**AIM OF THE EXERCISE**
A verbatim copy of every entry is required. Produce it now.

**Stored data entries**
BEGIN
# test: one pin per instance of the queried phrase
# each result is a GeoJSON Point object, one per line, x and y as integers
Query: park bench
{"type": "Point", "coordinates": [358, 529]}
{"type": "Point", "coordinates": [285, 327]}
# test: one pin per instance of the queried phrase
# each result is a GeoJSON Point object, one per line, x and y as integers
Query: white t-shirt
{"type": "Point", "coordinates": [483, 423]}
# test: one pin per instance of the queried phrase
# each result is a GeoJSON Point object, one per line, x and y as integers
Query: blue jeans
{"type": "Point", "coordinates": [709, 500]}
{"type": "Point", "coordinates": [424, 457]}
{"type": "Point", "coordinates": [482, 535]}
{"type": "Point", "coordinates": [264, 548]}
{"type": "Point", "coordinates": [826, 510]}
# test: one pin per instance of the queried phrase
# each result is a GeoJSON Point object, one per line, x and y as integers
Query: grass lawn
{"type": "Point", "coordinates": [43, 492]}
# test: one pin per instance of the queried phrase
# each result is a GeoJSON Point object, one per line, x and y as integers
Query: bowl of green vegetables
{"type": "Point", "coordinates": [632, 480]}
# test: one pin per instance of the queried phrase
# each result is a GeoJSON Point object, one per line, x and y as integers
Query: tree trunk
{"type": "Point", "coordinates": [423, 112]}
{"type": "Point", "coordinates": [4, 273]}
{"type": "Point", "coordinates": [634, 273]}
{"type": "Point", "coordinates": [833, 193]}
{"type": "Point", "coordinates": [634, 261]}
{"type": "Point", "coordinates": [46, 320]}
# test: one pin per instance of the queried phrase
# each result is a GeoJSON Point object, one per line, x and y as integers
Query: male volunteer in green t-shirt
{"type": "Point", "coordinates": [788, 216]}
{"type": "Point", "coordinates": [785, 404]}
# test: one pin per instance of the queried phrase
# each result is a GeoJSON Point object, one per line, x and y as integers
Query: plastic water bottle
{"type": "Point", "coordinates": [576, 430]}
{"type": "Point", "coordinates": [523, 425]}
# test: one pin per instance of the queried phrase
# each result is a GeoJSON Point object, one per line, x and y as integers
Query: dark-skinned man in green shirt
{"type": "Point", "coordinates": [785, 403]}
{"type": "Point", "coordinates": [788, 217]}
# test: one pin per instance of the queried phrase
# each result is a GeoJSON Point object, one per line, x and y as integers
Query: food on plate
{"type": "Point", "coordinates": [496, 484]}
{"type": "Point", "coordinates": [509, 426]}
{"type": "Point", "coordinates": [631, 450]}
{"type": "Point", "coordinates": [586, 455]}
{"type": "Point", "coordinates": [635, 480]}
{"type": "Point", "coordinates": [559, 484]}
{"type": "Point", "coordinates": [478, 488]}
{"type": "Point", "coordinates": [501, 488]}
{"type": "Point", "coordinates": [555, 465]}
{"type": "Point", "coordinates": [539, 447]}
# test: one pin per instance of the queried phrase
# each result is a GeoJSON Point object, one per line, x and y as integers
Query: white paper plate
END
**REPLY**
# test: one pin per instance of the queried phrase
# each result is a GeoJSON Point object, one per line, x and y as integers
Query: park bench
{"type": "Point", "coordinates": [358, 529]}
{"type": "Point", "coordinates": [285, 327]}
# test: one pin per instance of the queried phrase
# each result is a GeoJSON Point object, one per line, x and y as integers
Query: white t-shirt
{"type": "Point", "coordinates": [483, 423]}
# test: one pin per instance of the queried phrase
# each result is a GeoJSON Point object, one per line, x and y as integers
Query: blue jeans
{"type": "Point", "coordinates": [709, 500]}
{"type": "Point", "coordinates": [424, 457]}
{"type": "Point", "coordinates": [482, 535]}
{"type": "Point", "coordinates": [264, 548]}
{"type": "Point", "coordinates": [826, 510]}
# test: one pin per instance of the queried phrase
# each result is a GeoJSON Point object, one per line, x and y as integers
Query: grass lawn
{"type": "Point", "coordinates": [43, 492]}
# test: one pin per instance of the queried phrase
# each result is a GeoJSON Point object, one per line, x and y as integers
Query: bowl of green vegetables
{"type": "Point", "coordinates": [632, 480]}
# test: one pin per instance of the queried phrase
# each result is a GeoJSON Point object, one per line, x and y as integers
Query: tree trunk
{"type": "Point", "coordinates": [423, 112]}
{"type": "Point", "coordinates": [4, 273]}
{"type": "Point", "coordinates": [634, 273]}
{"type": "Point", "coordinates": [833, 193]}
{"type": "Point", "coordinates": [634, 261]}
{"type": "Point", "coordinates": [46, 320]}
# test: one pin per instance of the queried phrase
# each result is a GeoJSON Point object, one per line, x and y as integers
Query: male volunteer in green t-shirt
{"type": "Point", "coordinates": [788, 216]}
{"type": "Point", "coordinates": [785, 404]}
# test: one pin per instance of the queried phrase
# each result is a GeoJSON Point object, one per line, x and y as integers
Query: plastic water bottle
{"type": "Point", "coordinates": [576, 430]}
{"type": "Point", "coordinates": [523, 425]}
# test: one pin per instance of the queried phrase
# each result is a GeoJSON Point object, one per line, x and y as integers
Query: dark-skinned man in green shirt
{"type": "Point", "coordinates": [785, 403]}
{"type": "Point", "coordinates": [788, 217]}
# test: one pin per instance of the queried phrase
# each result is a GeoJSON Point object, one per line, x and y as integers
Query: food on plate
{"type": "Point", "coordinates": [496, 484]}
{"type": "Point", "coordinates": [509, 426]}
{"type": "Point", "coordinates": [631, 450]}
{"type": "Point", "coordinates": [586, 455]}
{"type": "Point", "coordinates": [635, 480]}
{"type": "Point", "coordinates": [559, 484]}
{"type": "Point", "coordinates": [478, 488]}
{"type": "Point", "coordinates": [501, 488]}
{"type": "Point", "coordinates": [555, 465]}
{"type": "Point", "coordinates": [539, 447]}
# test: one pin per instance of the queried phrase
# each result is a GeoJSON Point object, one per line, x and y as integers
Query: white paper plate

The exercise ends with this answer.